──────── Предоставленные данные

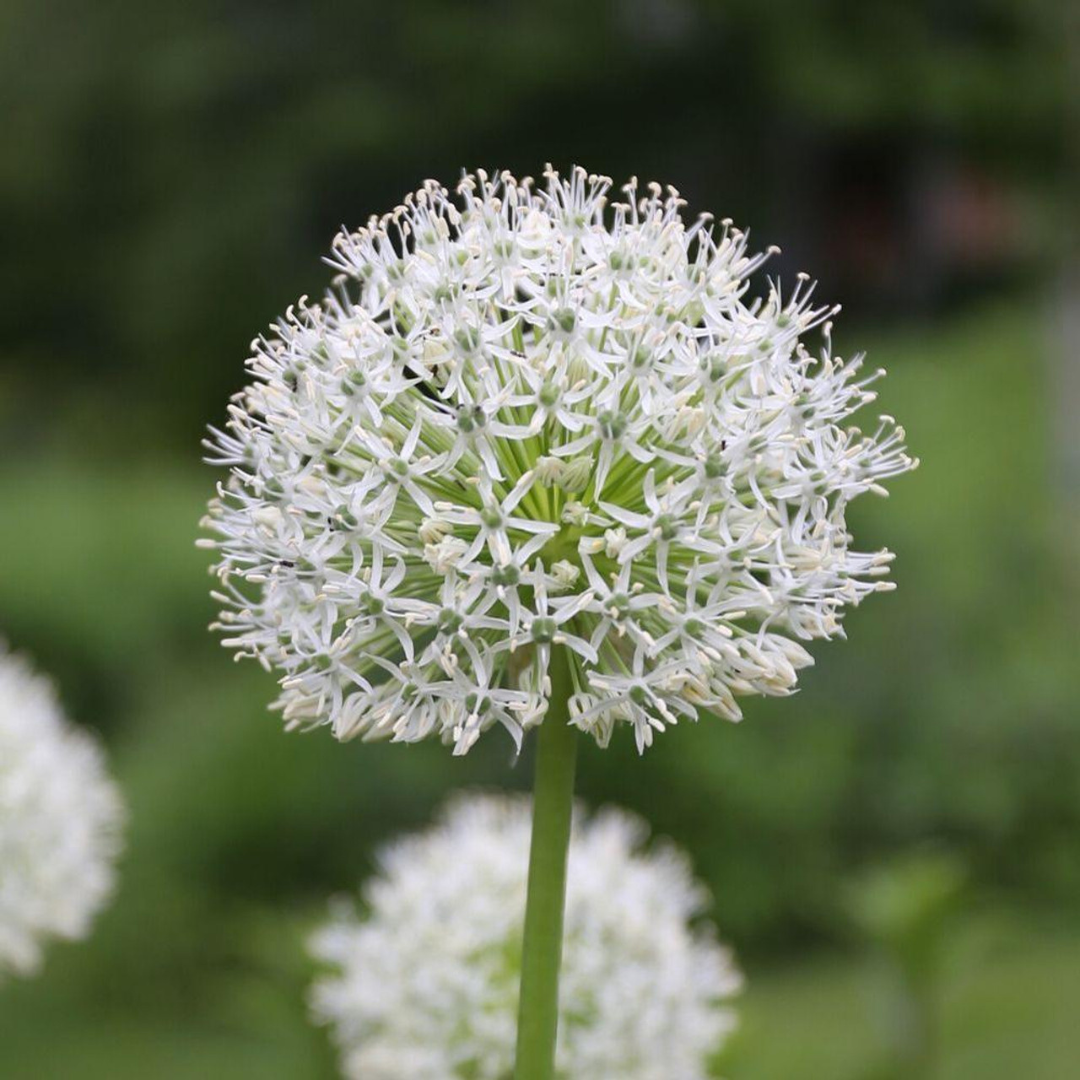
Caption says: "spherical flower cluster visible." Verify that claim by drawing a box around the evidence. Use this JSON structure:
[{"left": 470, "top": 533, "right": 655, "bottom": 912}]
[
  {"left": 203, "top": 170, "right": 913, "bottom": 753},
  {"left": 312, "top": 796, "right": 742, "bottom": 1080},
  {"left": 0, "top": 647, "right": 124, "bottom": 976}
]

────────────────

Задача:
Можешь переоформить все данные выше в таблицу Markdown со столбцами «№» и «Строка», указав номер и текст каждой строки и пропустив пустые? Изображения в ответ не включай.

Полный ответ:
| № | Строка |
|---|---|
| 1 | Caption says: "spherical flower cluster visible." Verify that claim by drawing a box around the evidence. Use this JSON structure: |
| 2 | [{"left": 470, "top": 533, "right": 655, "bottom": 912}] |
| 3 | [ |
| 4 |   {"left": 203, "top": 170, "right": 913, "bottom": 753}, |
| 5 |   {"left": 312, "top": 796, "right": 742, "bottom": 1080}, |
| 6 |   {"left": 0, "top": 647, "right": 124, "bottom": 976} |
| 7 | ] |